Problem 1 ->
Return the .NET Framework passage verbatim.
Problem 2 ->
Retype the listing verbatim from its first line up to and including the line with "[[[10,321],[28,318],[28,268],[10,272]]]", leaving out the pictures.

--- START OF Selection ---

Working with the Framework
179
My friend and colleague Martin Shoemaker crated a roundtable called “Do
I Have to Write That .NET Code?” shortly after .NET was first released in
2002. It was a great roundtable back then, and it’s much more relevant
now. The .NET Framework has grown and now includes many more new
classes and features than it did back then. It’s important that you don’t

create features that already exist.
The .NET Framework is a rich class library. The more you learn about the
framework, the less code you need to write yourself. The framework library
will do more of the work for you. Sadly, the Base Class Library must now
contend with the problems associated with release 4. There are better ways
to solve problems than existed in release 1. But the framework team can’t
just delete those old APIs and classes. It may not even make sense to mark
those older APIs as deprecated. They still work, and it is not in your best
interest to rewrite working code. But when you’re creating new code, you
should reach for the best tool that exists now. This chapter shows you tech-
niques to get the most out of the .NET Framework now, in version 4.0.

--- END OF Selection ---
--- START OF Exercise materials ---

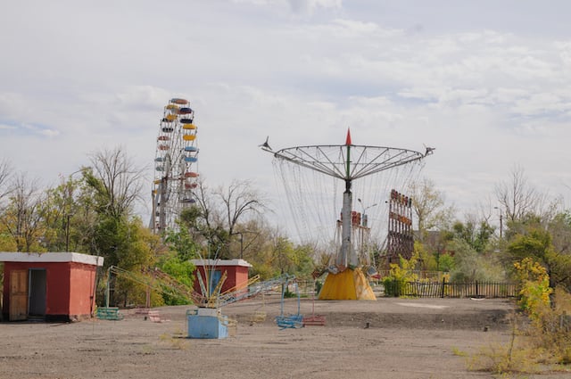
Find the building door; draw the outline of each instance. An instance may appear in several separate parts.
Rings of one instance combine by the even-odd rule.
[[[29,269],[29,316],[46,316],[46,268]]]
[[[10,321],[28,318],[28,268],[10,272]]]

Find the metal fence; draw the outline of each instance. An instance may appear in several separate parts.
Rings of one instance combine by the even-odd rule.
[[[471,282],[399,282],[385,281],[385,296],[420,298],[510,298],[518,294],[513,283]]]

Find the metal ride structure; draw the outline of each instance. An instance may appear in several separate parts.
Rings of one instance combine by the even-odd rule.
[[[176,228],[181,210],[195,199],[197,128],[194,111],[186,99],[173,98],[164,107],[159,123],[154,181],[153,182],[153,216],[150,227],[155,234]]]
[[[406,260],[412,257],[412,198],[392,190],[388,221],[385,269],[389,269],[392,263],[398,264],[400,257]]]
[[[367,268],[369,255],[363,248],[371,233],[370,221],[373,218],[365,214],[367,209],[371,206],[366,207],[361,199],[373,202],[377,200],[374,205],[380,203],[381,199],[385,199],[388,193],[388,189],[383,185],[389,183],[393,185],[397,181],[401,185],[404,185],[407,180],[410,180],[418,173],[423,159],[432,153],[434,149],[426,148],[426,152],[422,153],[394,147],[355,145],[352,143],[349,130],[344,144],[295,146],[274,152],[266,140],[261,147],[274,155],[274,165],[281,174],[293,213],[304,212],[307,206],[302,205],[302,202],[318,204],[314,207],[314,211],[304,212],[302,217],[295,218],[294,223],[300,233],[311,228],[309,225],[310,218],[313,218],[314,223],[320,224],[318,227],[327,228],[325,226],[331,225],[332,218],[338,217],[338,210],[335,210],[337,207],[336,199],[326,193],[330,194],[332,188],[335,191],[337,183],[340,180],[343,182],[344,185],[342,189],[344,191],[341,215],[336,221],[340,241],[313,242],[314,244],[325,243],[326,245],[328,244],[326,249],[336,251],[330,254],[331,260],[327,267],[327,276],[319,299],[375,300],[375,294],[364,271],[366,274],[374,274],[376,270],[374,266]],[[329,183],[332,186],[327,188],[317,185],[317,177],[313,177],[315,175],[310,181],[300,179],[303,177],[304,171],[317,171],[322,174],[317,177],[332,178],[333,183]],[[386,173],[387,176],[381,179],[379,176]],[[370,180],[368,181],[368,178]],[[361,194],[358,202],[362,207],[362,213],[353,209],[354,182],[363,182],[363,185],[359,188],[359,194]],[[291,193],[294,194],[292,195]],[[302,199],[303,196],[310,198],[310,201]],[[335,213],[322,212],[321,210],[331,208],[330,203],[334,204]],[[356,246],[355,243],[359,242],[361,242],[361,245]]]

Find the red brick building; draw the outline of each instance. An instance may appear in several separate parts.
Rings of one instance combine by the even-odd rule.
[[[0,252],[6,321],[76,321],[92,316],[103,259],[77,252]]]

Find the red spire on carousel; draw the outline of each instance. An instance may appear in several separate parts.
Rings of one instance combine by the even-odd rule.
[[[347,139],[345,140],[345,144],[348,146],[350,144],[352,144],[351,143],[351,130],[349,129],[349,128],[347,128]]]

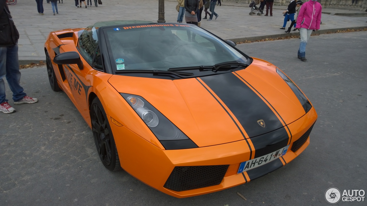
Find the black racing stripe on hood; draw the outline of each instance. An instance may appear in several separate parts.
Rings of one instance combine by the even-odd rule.
[[[254,89],[254,90],[255,90],[255,91],[256,91],[258,93],[259,93],[259,95],[260,96],[261,96],[261,97],[262,97],[263,98],[263,99],[265,99],[265,100],[266,101],[266,102],[268,103],[268,104],[269,105],[270,105],[270,106],[271,106],[272,107],[272,108],[273,108],[273,109],[274,110],[274,111],[275,111],[275,112],[276,112],[276,113],[277,113],[277,114],[278,114],[278,115],[279,117],[280,118],[280,119],[281,120],[281,121],[282,122],[283,122],[283,123],[284,123],[284,125],[285,125],[286,127],[287,128],[287,130],[289,132],[289,134],[290,135],[290,137],[289,138],[289,139],[290,139],[289,142],[291,142],[291,141],[292,141],[292,132],[291,132],[291,130],[290,129],[289,129],[289,128],[288,127],[288,125],[287,125],[287,123],[286,123],[286,121],[284,121],[284,119],[283,119],[283,118],[281,117],[281,116],[280,116],[280,115],[279,114],[279,113],[278,112],[278,111],[276,111],[276,110],[275,109],[275,108],[273,106],[273,105],[272,105],[271,104],[270,104],[270,103],[268,101],[268,100],[266,99],[265,99],[265,98],[264,97],[264,96],[263,96],[262,95],[261,95],[261,94],[260,93],[260,92],[259,92],[256,89],[255,89],[255,88],[254,88],[254,87],[252,87],[252,85],[251,85],[250,83],[249,83],[247,82],[247,81],[246,80],[245,80],[243,78],[242,78],[242,77],[241,77],[238,74],[237,74],[237,73],[236,73],[236,72],[235,71],[234,72],[234,73],[236,73],[236,74],[237,75],[238,75],[238,76],[240,77],[240,78],[243,80],[245,82],[246,82],[246,83],[247,83],[247,84],[248,84],[248,85],[250,85],[250,87],[251,87],[251,88],[252,88],[253,89]]]
[[[285,128],[282,127],[271,132],[252,137],[251,139],[255,147],[254,158],[257,158],[287,146],[289,137]]]
[[[264,165],[247,171],[247,174],[250,180],[252,180],[282,166],[283,163],[278,158]]]
[[[248,141],[247,140],[247,139],[246,139],[246,136],[245,136],[245,134],[243,133],[243,132],[242,132],[242,131],[241,130],[241,129],[240,128],[239,126],[237,124],[237,122],[236,122],[236,121],[235,121],[235,119],[233,119],[233,117],[231,116],[231,115],[229,114],[229,113],[228,112],[228,111],[227,111],[227,110],[226,109],[226,108],[222,104],[222,103],[221,103],[221,102],[219,102],[219,100],[218,100],[217,99],[215,96],[214,95],[213,95],[213,94],[211,93],[211,92],[210,92],[210,91],[208,89],[208,88],[207,88],[205,87],[205,86],[203,85],[203,83],[200,82],[200,81],[199,81],[199,80],[197,79],[197,78],[195,78],[197,80],[197,81],[199,82],[199,83],[200,83],[200,84],[201,84],[201,85],[203,86],[203,87],[205,88],[205,89],[206,90],[206,91],[207,91],[208,92],[209,92],[209,93],[211,95],[211,96],[213,97],[213,98],[214,98],[214,99],[216,100],[217,100],[217,102],[218,102],[218,103],[219,104],[219,105],[220,105],[222,107],[222,108],[224,110],[224,111],[226,111],[226,112],[227,113],[227,114],[228,115],[228,116],[229,116],[229,117],[230,117],[231,119],[232,119],[232,121],[233,121],[233,122],[235,123],[235,124],[236,125],[236,126],[237,127],[237,128],[238,129],[238,130],[241,132],[241,134],[242,135],[242,136],[243,136],[244,139],[246,140],[246,143],[247,143],[247,146],[248,146],[248,148],[250,150],[250,159],[251,159],[251,157],[252,157],[252,149],[251,148],[251,146],[250,146],[250,143],[249,143],[248,142]]]
[[[250,137],[283,127],[265,102],[233,74],[226,73],[200,78],[228,107]],[[257,123],[259,119],[264,121],[265,128]]]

--- END OF Exercise materials ---

Finished answer 1 ->
Working with the Framework
179
My friend and colleague Martin Shoemaker crated a roundtable called “Do
I Have to Write That .NET Code?” shortly after .NET was first released in
2002. It was a great roundtable back then, and it’s much more relevant
now. The .NET Framework has grown and now includes many more new
classes and features than it did back then. It’s important that you don’t

create features that already exist.
The .NET Framework is a rich class library. The more you learn about the
framework, the less code you need to write yourself. The framework library
will do more of the work for you. Sadly, the Base Class Library must now
contend with the problems associated with release 4. There are better ways
to solve problems than existed in release 1. But the framework team can’t
just delete those old APIs and classes. It may not even make sense to mark
those older APIs as deprecated. They still work, and it is not in your best
interest to rewrite working code. But when you’re creating new code, you
should reach for the best tool that exists now. This chapter shows you tech-
niques to get the most out of the .NET Framework now, in version 4.0.

Finished answer 2 ->
Find the building door; draw the outline of each instance. An instance may appear in several separate parts.
Rings of one instance combine by the even-odd rule.
[[[29,269],[29,316],[46,316],[46,268]]]
[[[10,321],[28,318],[28,268],[10,272]]]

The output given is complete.